**Your objective**
Can you repeat the following lines word for word, starting at the line that has "trousers, that would help a great deal." and stopping after the line that has "148 152 L 148", with the picture left out?

**Items from an annotation dataset**
········

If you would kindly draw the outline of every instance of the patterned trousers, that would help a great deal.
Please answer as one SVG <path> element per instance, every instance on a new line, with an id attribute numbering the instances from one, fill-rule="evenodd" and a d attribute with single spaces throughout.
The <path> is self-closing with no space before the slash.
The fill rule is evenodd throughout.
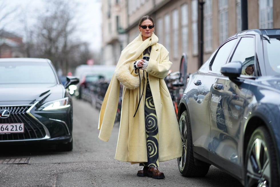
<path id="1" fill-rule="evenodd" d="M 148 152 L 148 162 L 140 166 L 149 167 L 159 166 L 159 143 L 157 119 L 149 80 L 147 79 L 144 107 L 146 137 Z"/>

········

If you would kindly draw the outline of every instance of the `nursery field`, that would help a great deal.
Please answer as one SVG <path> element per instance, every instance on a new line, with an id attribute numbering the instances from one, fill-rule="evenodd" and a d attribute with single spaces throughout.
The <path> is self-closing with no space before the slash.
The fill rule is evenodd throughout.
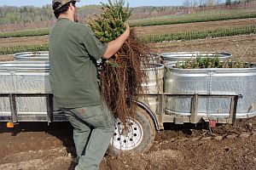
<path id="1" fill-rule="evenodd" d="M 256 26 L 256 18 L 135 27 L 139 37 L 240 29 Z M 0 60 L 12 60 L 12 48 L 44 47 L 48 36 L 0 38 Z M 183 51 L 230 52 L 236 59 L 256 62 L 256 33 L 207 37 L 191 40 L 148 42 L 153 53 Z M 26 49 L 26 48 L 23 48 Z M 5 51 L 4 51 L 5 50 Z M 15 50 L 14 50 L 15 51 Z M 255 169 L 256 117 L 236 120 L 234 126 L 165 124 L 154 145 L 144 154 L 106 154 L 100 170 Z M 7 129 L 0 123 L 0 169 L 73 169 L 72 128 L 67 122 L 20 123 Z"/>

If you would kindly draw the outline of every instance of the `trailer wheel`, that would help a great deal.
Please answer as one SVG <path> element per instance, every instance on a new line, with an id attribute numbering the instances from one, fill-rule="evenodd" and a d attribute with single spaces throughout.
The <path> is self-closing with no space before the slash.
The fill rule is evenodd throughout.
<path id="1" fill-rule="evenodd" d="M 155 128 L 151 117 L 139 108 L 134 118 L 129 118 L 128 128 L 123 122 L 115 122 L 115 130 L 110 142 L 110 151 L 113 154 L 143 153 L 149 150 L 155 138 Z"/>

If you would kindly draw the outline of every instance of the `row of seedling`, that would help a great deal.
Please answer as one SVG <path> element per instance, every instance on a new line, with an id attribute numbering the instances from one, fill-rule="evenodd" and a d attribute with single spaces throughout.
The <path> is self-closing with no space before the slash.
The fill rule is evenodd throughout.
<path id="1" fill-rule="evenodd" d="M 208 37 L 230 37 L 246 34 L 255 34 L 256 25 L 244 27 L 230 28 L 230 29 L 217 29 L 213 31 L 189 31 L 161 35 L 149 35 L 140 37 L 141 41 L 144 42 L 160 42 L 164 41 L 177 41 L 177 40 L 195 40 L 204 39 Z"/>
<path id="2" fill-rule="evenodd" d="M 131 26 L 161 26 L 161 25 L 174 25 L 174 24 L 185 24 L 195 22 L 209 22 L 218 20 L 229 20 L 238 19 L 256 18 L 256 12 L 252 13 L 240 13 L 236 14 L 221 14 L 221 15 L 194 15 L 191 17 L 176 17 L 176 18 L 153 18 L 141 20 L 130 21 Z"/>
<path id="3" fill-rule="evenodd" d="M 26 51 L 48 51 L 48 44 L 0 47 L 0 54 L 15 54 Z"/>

········

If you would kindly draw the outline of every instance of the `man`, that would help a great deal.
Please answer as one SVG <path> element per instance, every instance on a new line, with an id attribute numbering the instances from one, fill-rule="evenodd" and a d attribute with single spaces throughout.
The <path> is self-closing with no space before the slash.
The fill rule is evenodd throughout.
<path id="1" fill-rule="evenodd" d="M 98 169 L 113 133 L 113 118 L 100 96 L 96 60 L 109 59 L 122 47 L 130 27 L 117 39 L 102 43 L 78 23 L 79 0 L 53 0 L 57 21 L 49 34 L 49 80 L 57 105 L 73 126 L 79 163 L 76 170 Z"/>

········

**Solution for this problem**
If you would kindly draw the outline of every instance of the patterned trousers, that would help a great deal.
Please answer as one SVG <path> element per instance, every instance on a new line, with an id attribute numbering the instances from one, fill-rule="evenodd" and a d attribute with single spaces throughout.
The <path> is self-closing with no space before the slash.
The fill rule is evenodd throughout.
<path id="1" fill-rule="evenodd" d="M 148 152 L 148 162 L 140 166 L 149 167 L 159 166 L 159 143 L 157 119 L 149 80 L 147 79 L 144 107 L 146 137 Z"/>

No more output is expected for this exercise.